##### Texto fornecido #####
Provavelmente, as três devem ter ouvido, “Por que você vai fazer isso? Não desista, continue! Uma hora você consegue o que quer!”. E se essa hora nunca chega?
Você sonha em ser bailarina profissional, mas não passa em nenhuma audição, não consegue estudar fora do país, não tem boas classificações nas competições, consegue de vez em quando um trabalho ou outro.
Você está tranquila como bailarina amadora. Faz aulas três vezes na semana, mas não vê evolução. Usa sapatilha de ponta há anos e não consegue fazer uma pirueta limpa. Dança apenas nas apresentações de fim de ano e sempre fica no corpo de baile e suas coreografias de dois minutos.
Você dança como hobby. Gosta da modalidade que escolheu, vê as aulas como momentos de aprendizagem e de confraternização, mas se sente no mesmo lugar. As aulas parecem uma repetição, você está sempre presa à mesma coisa.
Se as três contarem a qualquer pessoa que estão cansadas de nadarem e não saírem do lugar, elas vão ouvir: “Não é o seu sonho? Você não ama dançar? Essas aulas não te fazem bem? Não desista!”.
Sim, desista. Por que não?
Há pouco tempo, no texto “O meu (não) reconhecimento como bailarina adulta“, contei como eu acabei desistindo sem perceber. Talvez, o ballet tenha desistido de mim, quem sabe? A questão é que tirei um peso das costas, como se finalmente eu tivesse voltado a caminhar.
Quando eu falo em desistir, não falo em abandonar a dança, apesar dessa também ser uma possibilidade. Você pode ser profissional em outra função, não necessariamente bailarina. Você pode mudar de escola ou encontrar um lugar que acolha amadoras que querem dançar. Você pode continuar dançando por hobby, mas outra modalidade.
Há pessoas que estão tranquilas onde estão, porque veem esses acontecimentos como um “ainda não”. Elas estão erradas? De maneira alguma, se elas ainda querem nadar, é um direito delas. Cada pessoa sabe da sua própria história. Agora, se a angústia e a frustração viraram uma rotina, tudo bem desistir. “E a vergonha do fracasso?” A vergonha está sempre atrelada ao outro. Sentimos vergonha porque nos preocupamos com o que as outras pessoas vão pensar. E que diferença faz?
Todo mundo fracassa. Todo mundo desiste. Todo mundo passa por isso em algum momento. A diferença é que ninguém conta para ninguém.
##### Dados extraídos #####
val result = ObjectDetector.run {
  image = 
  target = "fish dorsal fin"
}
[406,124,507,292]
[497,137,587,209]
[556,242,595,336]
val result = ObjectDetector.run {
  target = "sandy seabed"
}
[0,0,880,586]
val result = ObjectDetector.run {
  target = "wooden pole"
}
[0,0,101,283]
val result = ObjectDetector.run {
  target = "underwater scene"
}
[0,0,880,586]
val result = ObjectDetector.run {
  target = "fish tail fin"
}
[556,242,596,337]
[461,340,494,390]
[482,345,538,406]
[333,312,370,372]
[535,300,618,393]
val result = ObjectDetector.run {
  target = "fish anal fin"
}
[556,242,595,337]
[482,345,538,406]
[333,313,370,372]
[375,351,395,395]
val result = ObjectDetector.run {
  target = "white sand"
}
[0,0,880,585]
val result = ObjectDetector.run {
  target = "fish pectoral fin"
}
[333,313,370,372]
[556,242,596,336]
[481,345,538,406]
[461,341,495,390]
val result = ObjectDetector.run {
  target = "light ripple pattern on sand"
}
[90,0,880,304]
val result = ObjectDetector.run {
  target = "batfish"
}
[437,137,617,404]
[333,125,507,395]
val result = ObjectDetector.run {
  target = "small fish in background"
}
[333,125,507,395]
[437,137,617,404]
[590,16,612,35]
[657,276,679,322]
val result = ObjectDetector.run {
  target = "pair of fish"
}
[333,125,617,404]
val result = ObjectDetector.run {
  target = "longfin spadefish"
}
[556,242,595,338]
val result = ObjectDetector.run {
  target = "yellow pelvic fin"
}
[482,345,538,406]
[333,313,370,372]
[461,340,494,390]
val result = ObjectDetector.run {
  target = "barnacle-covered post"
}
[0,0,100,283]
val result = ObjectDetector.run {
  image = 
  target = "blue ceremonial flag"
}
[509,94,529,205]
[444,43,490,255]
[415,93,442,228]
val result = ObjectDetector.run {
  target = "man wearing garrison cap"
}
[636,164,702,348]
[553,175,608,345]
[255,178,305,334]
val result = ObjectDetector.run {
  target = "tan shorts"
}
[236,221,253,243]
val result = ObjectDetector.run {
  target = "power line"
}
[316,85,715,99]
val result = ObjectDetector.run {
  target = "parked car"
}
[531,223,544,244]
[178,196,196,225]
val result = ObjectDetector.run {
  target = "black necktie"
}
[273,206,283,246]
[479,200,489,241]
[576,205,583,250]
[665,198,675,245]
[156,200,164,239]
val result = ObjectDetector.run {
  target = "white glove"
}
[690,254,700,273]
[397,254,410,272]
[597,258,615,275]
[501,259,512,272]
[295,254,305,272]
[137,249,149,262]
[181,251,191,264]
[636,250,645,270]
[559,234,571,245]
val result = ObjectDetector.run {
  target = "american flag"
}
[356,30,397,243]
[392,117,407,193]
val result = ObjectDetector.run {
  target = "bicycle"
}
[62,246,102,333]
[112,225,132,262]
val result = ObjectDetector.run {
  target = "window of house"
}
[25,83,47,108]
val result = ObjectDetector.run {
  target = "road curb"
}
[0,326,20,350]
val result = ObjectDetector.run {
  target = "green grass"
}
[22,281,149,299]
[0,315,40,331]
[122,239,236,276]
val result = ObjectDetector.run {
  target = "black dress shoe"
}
#####
» Exercício
Que trecho viria a seguir no texto sobre desistir da dança? Escreva-o, começando logo após a última frase.

» Resposta
A dança não pode ser um fardo, independentemente da função que ela tenha na sua vida. Seja ficar, seja desistir, que seja o melhor para você. Às vezes, basta mudar de caminho para a gente voltar a caminhar.
Fluidez dos movimentos
“De uma perspectiva espanhola, quanto mais elegante são o olhar, a pose dos braços e os movimentos, mais realistas eles são”.
Esse comentário é de Eduardo Laos, diretor da montagem de Dom Quixote para o Staatsballett Berlin, reproduzidas no post “A elegância em Dom Quixote“.
Lembrei dessas palavras ao assistir Danza IX (2018), do Ballet Nacional de España. Fiquei encantada pela fluidez dos movimentos: a dança faz parte do corpo da bailarina. Não conseguimos mais enxergar o limite entre a bailarina e os movimentos, ela é dona dessa coreografia, ela quem conta essa história. Não, ela não é a coreógrafa, essa obra é de Victoria Eugenia ‘Betty’. Mas se dissessem que é obra de Aloña Alonso, bailarina dessa apresentação, alguém duvidaria? Sem falar na elegância, é beleza do começo ao fim.
Danza IX (2018). BNS Historia. Ballet Nacional de España.
Coreografia: Victoria Eugenia ‘Betty’. Bailarina: Aloña Alonso.
Eu vejo essa fluidez de movimentos como um dos grandes objetivos na dança. Dançar sem parecer que houve tanto estudo, dançar sem transparecer as muitas horas de ensaio, dançar sem pensar na coreografia, dançar sem questionar, dançar simplesmente por dançar. Deixar a dança falar por si mesma.
Será que alguma vez eu consegui isso, lá atrás? Acredito que não. Mas se um dia eu voltar a dançar, esse vídeo será o meu exemplo a ser seguido, o que quero alcançar um dia. Quem sabe eu consiga.